如果光是把所有的矛盾都拘泥在这个城市里可能会很枯燥,所以本片还加入了“婚姻”这个总是说不完也说不厌的元素。连处理哈利斯和夏洛特的婚姻状况时,导演用的方式都是互补的,比如哈利斯那个让人产生无限非低俗联想的老婆,一直都是一个神凤不见首也不见尾,我们只能通过片子里的几次通话来揣测她的音容笑貌;而夏洛特的丈夫就有挺高的曝光率,侧影、背影和特写都给了个足。哈利斯到东京来多有厌倦了自己的家庭生活而换个新鲜空气之意,其实从影片来看他和自己的妻子也没有什么太大不了的问题,他们互相之间还是比较关心的,电话就打了好几次,哈利斯太太把那十几块各种颜色的地毯用联邦快递从美国寄到日本那个情节还是让人印象颇深的——不过我印象更深的那句话是当哈利斯问老婆孩子们怎么样的时候,她说:“他们很想他们的爸爸,不过他们已经习惯你不在身边。”我想这句话可以作为解开本片很多疑问的一把钥匙。哈利斯或许情商不高,不过这句话不能不让他动容,但是以孩子这个元素来解释哈利斯婚姻的走向其实不是特别令人满意的。反观夏洛特,刚刚结婚的哲学女青年,片子里貌似还暗示她是耶鲁的毕业生,她的问题和哈利斯先生其实蛮像,都是婚姻出了一点小小状况,双方似乎共同的语言很少,她的那个摄影师男友和那个通俗女歌手的共同语言比和她多得多,这是很能说明问题的,不是说他男朋友忙起了工作就顾不上她,而是实在他们不忙的时候也没什么话好说。与哈利斯夫妇不同的是他们还没有孩子——说到这里也不外乎是“迷失”的话题,在婚姻中的迷失,老夫老妻出现了这种情况,少夫少妻也是这种情况,这是值得现代人思考的。顺便说一句,即便是编剧有心“玉成”哈利斯和夏洛特的好事,在本片的逻辑里也注定不会有什么好下场的,导演也只是描述出了一种状态,而没提出什么解决的办法——生孩子?当然不算。
我对片子中涉及到的日语繁琐的表达以及日本娱乐节目主持人的风格了解有限,但是想想伊邪那歧命和伊邪那美命的故事就不难判断这样的一个国家,出现什么样的文化都不算夸张的,所以导演安排哈利斯这样的成长在“大熔炉”里的人精也到处不见融于日本文化的这个取向也不算夸张的。在人人或感同身受或趋炎附势地感慨“地球变小了”的时候,这部片子的潜台词绝对有这么一句:地球还是很大,由此可以延伸出一个命题——人与人之间的文化差异也原比我们想的大得多,即便是世界上最发达的两个国家的同一个行业里的人也不例外。我们无法判断到底多元文化会不会朝着一元发展,我们也不好预测下一个时间段民族之间的文化差异会有多大,不过这部片子确实陈诉了一个实实在在的事实,就是,在美国人打着“现代化”的幌子怂恿全世界的人渐渐“美国化”时,在有些国家他们的成效并不大。这部片子里也许还有一个莫须有的隐题就是美国社会的包容性也许很强,但是美国人的适应性很差。所以哈利斯这样的人一旦离开了自己的地盘,面对着一种全然不同的文化时,就注定要不知所措。

提供的数据:

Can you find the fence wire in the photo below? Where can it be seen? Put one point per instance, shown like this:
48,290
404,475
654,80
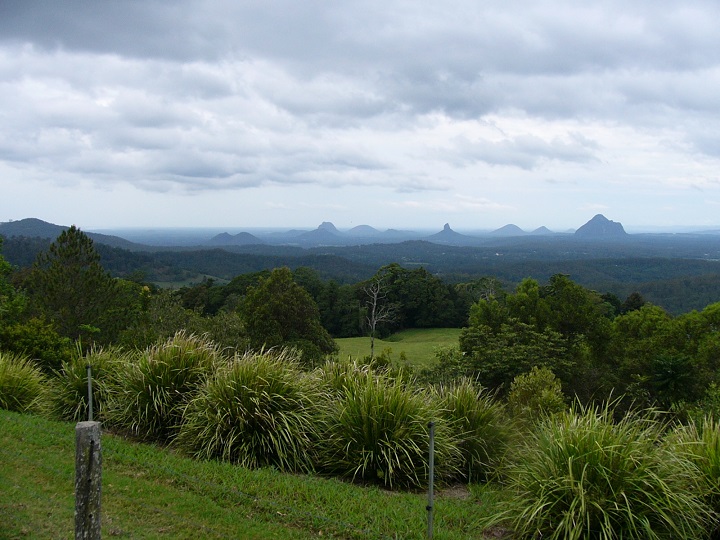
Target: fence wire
198,485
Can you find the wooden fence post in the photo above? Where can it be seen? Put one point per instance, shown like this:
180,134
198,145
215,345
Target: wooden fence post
88,480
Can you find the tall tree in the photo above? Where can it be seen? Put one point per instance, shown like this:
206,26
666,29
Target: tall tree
280,313
379,310
71,288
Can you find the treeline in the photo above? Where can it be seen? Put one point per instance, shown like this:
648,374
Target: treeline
595,344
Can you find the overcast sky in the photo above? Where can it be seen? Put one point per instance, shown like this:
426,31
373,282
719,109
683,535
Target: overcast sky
411,114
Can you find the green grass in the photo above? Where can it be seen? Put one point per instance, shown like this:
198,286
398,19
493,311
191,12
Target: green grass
151,492
418,344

任务 A: 按影评里的说法,哈利斯太太是用什么方式把地毯从美国寄到日本的?
任务 B: 把影评中从“我对片子中涉及到的日语繁琐的”一直到“的文化时,就注定要不知所措。”的这段原文原样摘出来。

你的回答 A: 用联邦快递寄的。

你的回答 B:
我对片子中涉及到的日语繁琐的表达以及日本娱乐节目主持人的风格了解有限,但是想想伊邪那歧命和伊邪那美命的故事就不难判断这样的一个国家,出现什么样的文化都不算夸张的,所以导演安排哈利斯这样的成长在“大熔炉”里的人精也到处不见融于日本文化的这个取向也不算夸张的。在人人或感同身受或趋炎附势地感慨“地球变小了”的时候,这部片子的潜台词绝对有这么一句:地球还是很大,由此可以延伸出一个命题——人与人之间的文化差异也原比我们想的大得多,即便是世界上最发达的两个国家的同一个行业里的人也不例外。我们无法判断到底多元文化会不会朝着一元发展,我们也不好预测下一个时间段民族之间的文化差异会有多大,不过这部片子确实陈诉了一个实实在在的事实,就是,在美国人打着“现代化”的幌子怂恿全世界的人渐渐“美国化”时,在有些国家他们的成效并不大。这部片子里也许还有一个莫须有的隐题就是美国社会的包容性也许很强,但是美国人的适应性很差。所以哈利斯这样的人一旦离开了自己的地盘,面对着一种全然不同的文化时,就注定要不知所措。